NASA Research Reveals Saturn is Losing Its Rings at “Worst-Case-Scenario” Rate

New NASA research confirms that Saturn is losing its iconic rings at the maximum rate estimated from Voyager 1 & 2 observations made decades ago. The rings are being pulled into Saturn by gravity as a dusty rain of ice particles under the influence of Saturn’s magnetic field.



“We estimate that this ‘ring rain’ drains an amount of water products that could fill an Olympic-sized swimming pool from Saturn’s rings in half an hour,” said James O’Donoghue of NASA’s Goddard Space Flight Center in Greenbelt, Maryland. “From this alone, the entire ring system will be gone in 300 million years, but add to this the Cassini-spacecraft measured ring-material detected falling into Saturn’s equator, and the rings have less than 100 million years to live. This is relatively short, compared to Saturn’s age of over 4 billion years.” O’Donoghue is lead author of a study on Saturn’s ring rain appearing in Icarus December 17.

Cassini image of Saturn and its rings
This image was made as the Cassini spacecraft scanned across Saturn and its rings on April 25, 2016, capturing three sets of red, green and blue images to cover this entire scene showing the planet and the main rings. The images were obtained using Cassini's wide-angle camera at a distance of approximately 1.9 million miles (3 million kilometers) from Saturn and at an elevation of about 30 degrees above the ring plane.

Scientists have long wondered if Saturn was formed with the rings or if the planet acquired them later in life. The new research favors the latter scenario, indicating that they are unlikely to be older than 100 million years, as it would take that long for the C-ring to become what it is today assuming it was once as dense as the B-ring. “We are lucky to be around to see Saturn’s ring system, which appears to be in the middle of its lifetime. However, if rings are temporary, perhaps we just missed out on seeing giant ring systems of Jupiter, Uranus and Neptune, which have only thin ringlets today!” O’Donoghue added.

Various theories have been proposed for the ring’s origin. If the planet got them later in life, the rings could have formed when small, icy moons in orbit around Saturn collided, perhaps because their orbits were perturbed by a gravitational tug from a passing asteroid or comet.

Artist's impression of Saturn losing its rings over millions of years

The first hints that ring rain existed came from Voyager observations of seemingly unrelated phenomena: peculiar variations in Saturn’s electrically charged upper atmosphere (ionosphere), density variations in Saturn’s rings, and a trio of narrow dark bands encircling the planet at northern mid-latitudes. These dark bands appeared in images of Saturn’s hazy upper atmosphere (stratosphere) made by NASA’s Voyager 2 mission in 1981.

◆ ◆ ◆ ◆

_Directive_
Reproduce word for word the passage of the Saturn's rings article starting with "NASA Research Reveals" and going on through "Saturn’s magnetic field.". The items that come next are drawn from a separate source.

Pointing entries for labeled objects:
◆ ◆ ◆ ◆

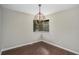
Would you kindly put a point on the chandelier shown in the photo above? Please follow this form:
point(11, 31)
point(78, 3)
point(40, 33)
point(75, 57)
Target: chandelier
point(39, 15)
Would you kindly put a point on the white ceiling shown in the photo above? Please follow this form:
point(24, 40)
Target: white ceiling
point(33, 8)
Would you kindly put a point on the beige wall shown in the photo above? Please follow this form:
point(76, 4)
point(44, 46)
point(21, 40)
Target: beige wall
point(0, 28)
point(17, 28)
point(64, 29)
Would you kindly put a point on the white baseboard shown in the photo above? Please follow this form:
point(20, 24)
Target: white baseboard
point(49, 42)
point(20, 45)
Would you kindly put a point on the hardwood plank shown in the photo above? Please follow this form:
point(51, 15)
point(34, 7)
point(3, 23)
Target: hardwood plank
point(39, 48)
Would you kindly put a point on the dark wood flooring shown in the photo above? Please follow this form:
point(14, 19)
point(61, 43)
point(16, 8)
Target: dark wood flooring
point(39, 48)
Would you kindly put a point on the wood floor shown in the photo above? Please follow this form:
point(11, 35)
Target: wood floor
point(39, 48)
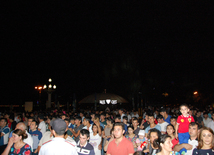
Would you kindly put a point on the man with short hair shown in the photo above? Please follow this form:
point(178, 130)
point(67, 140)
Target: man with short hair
point(162, 124)
point(36, 135)
point(192, 142)
point(42, 125)
point(120, 145)
point(83, 147)
point(87, 125)
point(58, 145)
point(4, 133)
point(76, 130)
point(166, 117)
point(152, 124)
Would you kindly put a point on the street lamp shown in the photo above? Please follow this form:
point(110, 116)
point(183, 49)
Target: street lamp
point(39, 88)
point(51, 88)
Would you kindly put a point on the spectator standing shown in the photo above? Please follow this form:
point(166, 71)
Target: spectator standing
point(96, 140)
point(58, 145)
point(166, 117)
point(83, 147)
point(42, 125)
point(120, 145)
point(183, 121)
point(205, 143)
point(36, 135)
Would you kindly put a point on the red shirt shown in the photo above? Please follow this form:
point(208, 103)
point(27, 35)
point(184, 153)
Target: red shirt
point(125, 147)
point(184, 122)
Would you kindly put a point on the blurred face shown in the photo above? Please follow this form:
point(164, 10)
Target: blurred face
point(83, 139)
point(33, 126)
point(206, 137)
point(130, 130)
point(167, 145)
point(95, 129)
point(118, 131)
point(173, 122)
point(16, 138)
point(151, 119)
point(170, 130)
point(29, 121)
point(153, 136)
point(135, 123)
point(184, 110)
point(193, 130)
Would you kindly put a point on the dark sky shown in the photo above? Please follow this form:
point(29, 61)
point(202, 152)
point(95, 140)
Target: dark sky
point(75, 42)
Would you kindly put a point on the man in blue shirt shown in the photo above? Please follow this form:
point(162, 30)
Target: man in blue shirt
point(36, 135)
point(83, 147)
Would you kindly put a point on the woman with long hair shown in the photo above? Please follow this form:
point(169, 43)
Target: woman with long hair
point(16, 146)
point(170, 130)
point(205, 142)
point(132, 137)
point(164, 144)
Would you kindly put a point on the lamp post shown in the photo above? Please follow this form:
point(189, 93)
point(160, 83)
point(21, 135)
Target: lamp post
point(50, 88)
point(39, 88)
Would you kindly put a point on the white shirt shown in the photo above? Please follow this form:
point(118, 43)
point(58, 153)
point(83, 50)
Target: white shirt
point(58, 146)
point(163, 126)
point(211, 125)
point(42, 126)
point(90, 129)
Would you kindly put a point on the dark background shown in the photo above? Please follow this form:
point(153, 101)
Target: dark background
point(125, 47)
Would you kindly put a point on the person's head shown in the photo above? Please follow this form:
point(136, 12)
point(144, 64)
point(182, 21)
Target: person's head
point(205, 115)
point(173, 121)
point(18, 135)
point(30, 119)
point(21, 126)
point(163, 143)
point(206, 138)
point(120, 111)
point(63, 116)
point(117, 118)
point(72, 120)
point(184, 109)
point(118, 130)
point(86, 121)
point(3, 122)
point(59, 126)
point(84, 136)
point(94, 128)
point(154, 134)
point(33, 125)
point(160, 119)
point(151, 119)
point(141, 134)
point(163, 112)
point(130, 129)
point(135, 122)
point(102, 116)
point(78, 121)
point(193, 129)
point(170, 129)
point(125, 119)
point(109, 121)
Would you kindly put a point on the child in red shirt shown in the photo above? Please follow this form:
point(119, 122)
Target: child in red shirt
point(182, 127)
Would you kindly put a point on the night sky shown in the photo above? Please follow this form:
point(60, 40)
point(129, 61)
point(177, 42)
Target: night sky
point(87, 47)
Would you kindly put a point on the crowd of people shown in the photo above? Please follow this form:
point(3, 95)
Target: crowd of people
point(182, 130)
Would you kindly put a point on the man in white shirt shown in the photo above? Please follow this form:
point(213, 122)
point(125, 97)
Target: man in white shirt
point(162, 124)
point(211, 123)
point(42, 126)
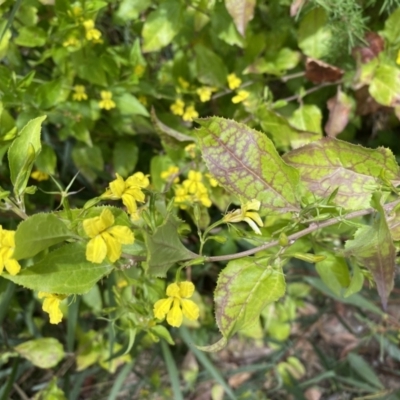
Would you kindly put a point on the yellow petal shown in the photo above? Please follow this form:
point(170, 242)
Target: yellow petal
point(173, 290)
point(96, 250)
point(122, 234)
point(129, 203)
point(186, 289)
point(113, 247)
point(175, 316)
point(161, 307)
point(51, 305)
point(12, 266)
point(107, 218)
point(190, 309)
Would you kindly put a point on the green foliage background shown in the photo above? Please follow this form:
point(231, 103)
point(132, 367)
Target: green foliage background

◆ ◆ ◆ ◆

_Result for this task_
NASA Research Reveals Saturn is Losing Its Rings at “Worst-Case-Scenario” Rate

New NASA research confirms that Saturn is losing its iconic rings at the maximum rate estimated from Voyager 1 & 2 observations made decades ago. The rings are being pulled into Saturn by gravity as a dusty rain of ice particles under the influence of Saturn’s magnetic field.